§ THE TASK: Rewrite the lines of the records, swapping "shrub" for "bush" and keeping everything else the same. Leave the pictures out of your answer.

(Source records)
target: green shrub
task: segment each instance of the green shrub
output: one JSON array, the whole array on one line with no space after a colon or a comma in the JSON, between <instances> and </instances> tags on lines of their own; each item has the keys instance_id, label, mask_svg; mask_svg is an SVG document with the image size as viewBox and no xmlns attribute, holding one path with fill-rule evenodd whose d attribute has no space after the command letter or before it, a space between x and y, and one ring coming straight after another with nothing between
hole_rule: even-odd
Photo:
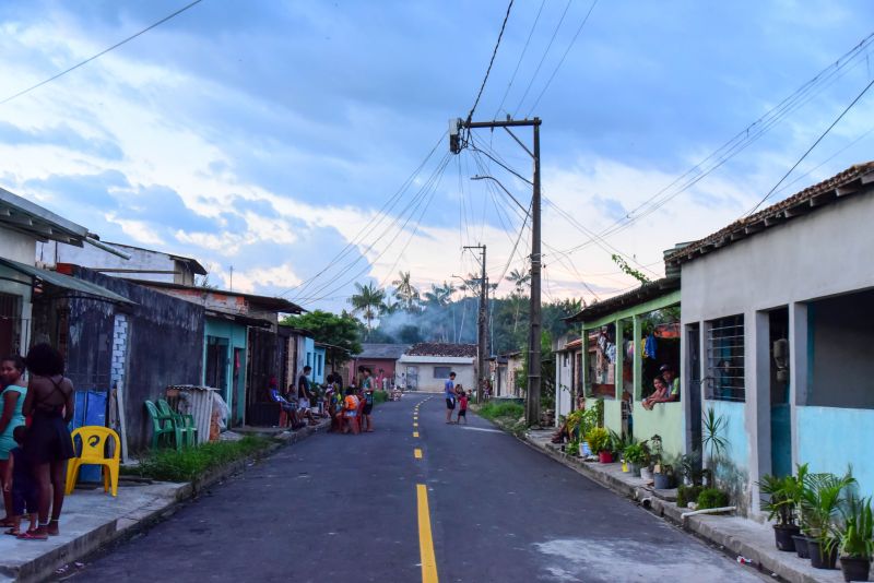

§ COMPLETE RESPONSE:
target: green bush
task: segment each instance of the green bush
output: one JSON array, the whole array on one line with no space after a colon or a comma in the JSON, between <instances> and </instances> tags on lines of their own; each item has the keys instance_id, label, mask_svg; mask_svg is an SVG document with the image size as viewBox and no xmlns attribute, holding one path with fill-rule evenodd whose d attribute has no space after the command letter or before it, a space between x and y, and one ring coming straight after another with nothing between
hole_rule: even-odd
Photo:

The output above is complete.